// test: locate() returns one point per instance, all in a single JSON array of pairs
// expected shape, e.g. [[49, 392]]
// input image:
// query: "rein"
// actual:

### INSTRUCTION
Can you write out each of the entries above word for word, with nothing changed?

### EXERCISE SOLUTION
// test: locate() returns one point per instance, all in a single JSON array of pairs
// expected shape, e.g. [[49, 392]]
// input image:
// query: "rein"
// actual:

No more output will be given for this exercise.